*** Opening Records for the task ***

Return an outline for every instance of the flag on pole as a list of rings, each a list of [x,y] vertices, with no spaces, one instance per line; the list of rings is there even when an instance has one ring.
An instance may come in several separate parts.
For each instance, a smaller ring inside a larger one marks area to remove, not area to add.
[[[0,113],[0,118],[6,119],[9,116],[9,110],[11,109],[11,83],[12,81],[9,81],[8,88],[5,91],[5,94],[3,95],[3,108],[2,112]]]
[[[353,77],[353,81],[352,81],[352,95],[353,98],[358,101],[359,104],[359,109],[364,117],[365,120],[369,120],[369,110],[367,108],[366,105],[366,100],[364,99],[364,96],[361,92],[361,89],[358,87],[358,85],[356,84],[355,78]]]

*** Closing Records for the task ***
*** Opening Records for the task ***

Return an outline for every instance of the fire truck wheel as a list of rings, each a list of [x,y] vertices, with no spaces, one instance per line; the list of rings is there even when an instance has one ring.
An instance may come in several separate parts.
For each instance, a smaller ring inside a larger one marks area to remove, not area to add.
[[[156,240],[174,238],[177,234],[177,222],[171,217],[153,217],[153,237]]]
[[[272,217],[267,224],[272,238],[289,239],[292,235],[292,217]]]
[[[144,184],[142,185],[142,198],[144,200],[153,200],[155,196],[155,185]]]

*** Closing Records for the task ***
*** Opening Records for the task ***

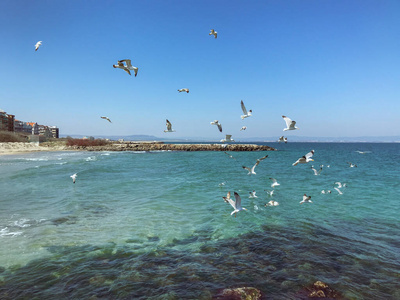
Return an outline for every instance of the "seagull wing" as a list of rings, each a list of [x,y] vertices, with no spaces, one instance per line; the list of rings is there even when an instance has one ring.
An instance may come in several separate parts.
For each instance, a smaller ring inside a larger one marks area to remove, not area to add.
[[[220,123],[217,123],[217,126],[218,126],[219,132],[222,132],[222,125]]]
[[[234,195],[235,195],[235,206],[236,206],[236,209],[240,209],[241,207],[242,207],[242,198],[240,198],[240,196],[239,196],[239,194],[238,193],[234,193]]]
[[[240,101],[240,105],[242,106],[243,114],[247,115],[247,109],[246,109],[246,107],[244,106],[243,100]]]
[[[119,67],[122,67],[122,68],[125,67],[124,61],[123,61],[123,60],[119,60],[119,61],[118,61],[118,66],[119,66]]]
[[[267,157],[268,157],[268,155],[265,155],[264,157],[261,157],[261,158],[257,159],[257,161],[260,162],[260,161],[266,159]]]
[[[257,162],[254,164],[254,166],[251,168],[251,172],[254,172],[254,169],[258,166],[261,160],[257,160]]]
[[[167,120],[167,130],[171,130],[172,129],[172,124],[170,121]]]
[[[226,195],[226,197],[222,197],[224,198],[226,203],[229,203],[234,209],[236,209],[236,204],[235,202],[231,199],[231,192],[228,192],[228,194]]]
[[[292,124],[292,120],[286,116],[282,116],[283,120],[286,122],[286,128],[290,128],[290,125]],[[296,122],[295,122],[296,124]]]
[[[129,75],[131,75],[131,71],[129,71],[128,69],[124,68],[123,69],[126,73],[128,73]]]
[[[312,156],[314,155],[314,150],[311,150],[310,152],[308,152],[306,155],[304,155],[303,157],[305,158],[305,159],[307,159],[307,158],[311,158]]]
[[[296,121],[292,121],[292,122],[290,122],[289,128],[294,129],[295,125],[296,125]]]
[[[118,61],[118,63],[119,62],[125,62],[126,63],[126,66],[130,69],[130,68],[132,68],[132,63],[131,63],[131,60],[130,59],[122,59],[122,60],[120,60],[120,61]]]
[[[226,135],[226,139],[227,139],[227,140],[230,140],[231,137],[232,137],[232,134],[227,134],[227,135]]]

*** Closing Records for the task ***

_What you should do_
Looking at the data above, give the number of lines that include "rings"; add nothing else.

_Answer for the task_
3